--- start SELECTED EXCERPT ---
The DWDM system installation allowed for increasing the capacity of the connection between the Prague and Brno nodes to 10GE. For the upcoming period, we plan expanding the DWDM transport system with additional sections, aiming to complete the main backbone optical ring (Prague-Brno-Olomouc-Hradec Králové-Prague) using the promising ROADM technology. The optical transport layer development includes also a proposal for establishing a connection with the GÉANT2 network on this level. The operation of the GÉANT2 network should be launched in the third quarter of 2005. However, it has not been made clear yet which solution will be chosen for the optical backbone of this network (DWDM system, SONET/SDH transport, or optical switches).

2.2   Backbone Network Logical Topology

The basic transfer protocol employed within the backbone network is IP/MPLS. OSPFv2 is used locally as the IGP protocol of the MPLS network. The actual network logical topology is divided into two functional levels to which the topology of each GigaPoP is adapted:

Core Backbone Level

The network core comprises the GS22016 and OSR7609 routers (marked red in Fig. 3) where all backbone data circuits are terminated. The new backbone network topology design, in compliance with the planned development of the DWDM network, preserves core routers only in the basic network circuit GigaPoPs (Prague-Brno-Olomouc-Hradec Králové-Prague). Besides, these routers need replacing with newer versions, since the GSR12016 no longer allows further network development (10GE, IPv6 multicast, jumbo frame support) and due to their inconvenient properties, their upgrade would not be financially feasible. We have therefore installed OSR7609 routers in the network core in the Prague and Brno GigaPoPs with sufficient technical/economical parameters (especially concerning the price per single 10GE port). The upcoming period will see the replacement of the remaining GSR12016 routers (in Prague, Olomouc and Hradec Králové GigaPoPs). We will also focus on selecting suitable routers with features that are better suited for the network core router requirements (with respect to the 10GE support, buffer memory capacities on ports, performance and stability).
--- end SELECTED EXCERPT ---
--- start RECORD EXCERPTS ---
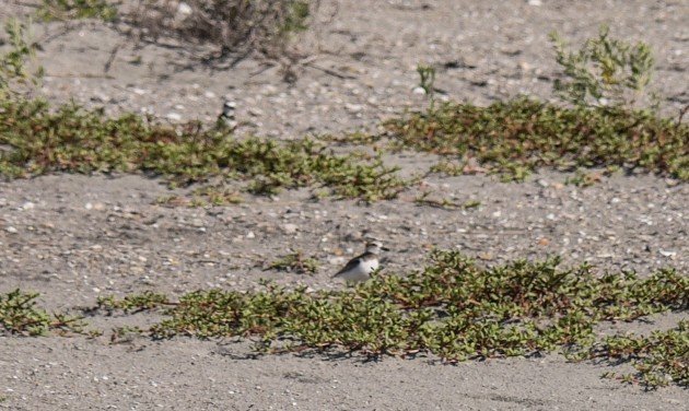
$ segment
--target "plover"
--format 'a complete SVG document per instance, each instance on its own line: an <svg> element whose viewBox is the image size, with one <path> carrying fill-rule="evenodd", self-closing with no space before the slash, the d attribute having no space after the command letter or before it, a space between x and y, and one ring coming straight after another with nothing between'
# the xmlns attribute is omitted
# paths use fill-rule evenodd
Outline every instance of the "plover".
<svg viewBox="0 0 689 411"><path fill-rule="evenodd" d="M357 256L349 260L343 269L332 275L332 278L342 279L347 282L363 282L371 278L371 273L378 269L378 255L384 248L381 242L373 240L366 243L366 250L361 256Z"/></svg>

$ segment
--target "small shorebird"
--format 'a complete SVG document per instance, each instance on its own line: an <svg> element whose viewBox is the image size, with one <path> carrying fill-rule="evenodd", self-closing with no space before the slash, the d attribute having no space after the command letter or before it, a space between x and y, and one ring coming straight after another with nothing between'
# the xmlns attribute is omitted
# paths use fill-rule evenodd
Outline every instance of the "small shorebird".
<svg viewBox="0 0 689 411"><path fill-rule="evenodd" d="M361 256L349 260L343 269L332 275L334 279L342 279L347 282L363 282L371 278L371 273L378 269L378 255L381 250L387 250L377 240L366 243L366 250Z"/></svg>

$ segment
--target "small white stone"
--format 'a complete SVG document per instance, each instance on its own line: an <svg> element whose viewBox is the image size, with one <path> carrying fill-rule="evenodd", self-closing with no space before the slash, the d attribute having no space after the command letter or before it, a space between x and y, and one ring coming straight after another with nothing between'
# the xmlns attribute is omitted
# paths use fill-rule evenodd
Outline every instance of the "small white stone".
<svg viewBox="0 0 689 411"><path fill-rule="evenodd" d="M174 113L174 111L167 113L167 115L165 117L168 120L172 120L172 121L179 121L179 120L182 120L182 116L179 114L177 114L177 113Z"/></svg>
<svg viewBox="0 0 689 411"><path fill-rule="evenodd" d="M284 224L282 228L284 230L287 234L294 234L299 230L299 226L296 224L288 223L288 224Z"/></svg>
--- end RECORD EXCERPTS ---
(WORK TO COMPLETE)
Please extend the backbone network excerpt, picking up right after its final sentence.

(RESPONSE)
Network Access Level

We utilize the Cisco OSR7609 (with high-performance SUP720-3BXL processors) as access routers and Cisco 7206-VXR with NPE-G1 as MPLS PE in smaller nodes (Ústí n. Labem, Zlín). These routers provide connected participants with all functions and services of the backbone network (MPLS, MPLS VPN, QoS, IPv4/IPv6 routing, IPv4 multicast, NetFlow statistics export, access filters). Academic metropolitan (Pasnet, BAPS, etc.) and university networks are connected via the gigabit Ethernet, while other participants and detached workplaces use lower capacities (10/100 Ethernet). The interconnection of access routers with core routers is ensured with 10GE LAN PHY, OC-48 POS, or 1GE.

Smaller network nodes (PoP) are connected to these access routers by 100 Mbps optical circuits (single-fibre connection), 34/10 Mbps radio circuits (conversion to 100BASE-T at circuit ends is used in case of 34 Mbps), and leased fixed circuits with smaller capacities. These nodes are fitted with smaller routers with limited functions (MPLS CE) from the C2621/C2651-XM/C2691 family that support only VRF Lite functionality. These routers are now being replaced with new L3 switches, Catalyst 3750, with parameters and features fully in compliance with the requirements of gigabit networks (10/100/1000 ports, 32 Gbps throughput, SFP GBIC support, IP routing, giant frame support). The IPv6 protocol has not yet been implemented in stable IOS versions. However, it is supported in experimental versions in the testing and verification of which we actively participate within the manufacturer's beta test program.

Logical topology of every node is divided into several parts: the service segment, the participants' connection, and the connection of testing segments. The service segment includes OOB access, VoIP gateway, UPS, and other service equipment and servers. Connection of participants is ensured through dedicated 802.1Q VLANs in the access router. VLANs are usually terminated in the participants' access routers; in some cases, VLANs are also used to create EoMPLS L2VPN within the backbone network (mapping of a given participant's VLAN to EoMPLS is employed here).

The MPLS technology enables us to create L3VPN and point-to-point L2VPN (in accordance with draft-martini-l2circuit-trans-mpls-05) within the entire backbone network. EoMPLS (Ethernet over MPLS) is used for L2 connections of detached sites. This connection method has an indisputable advantage if seen from the backbone network perspective, since the participant's traffic does not affect the L3 MPLS backbone (an example is the peering of the SANET and PIONIER networks ensured via the CESNET2 backbone).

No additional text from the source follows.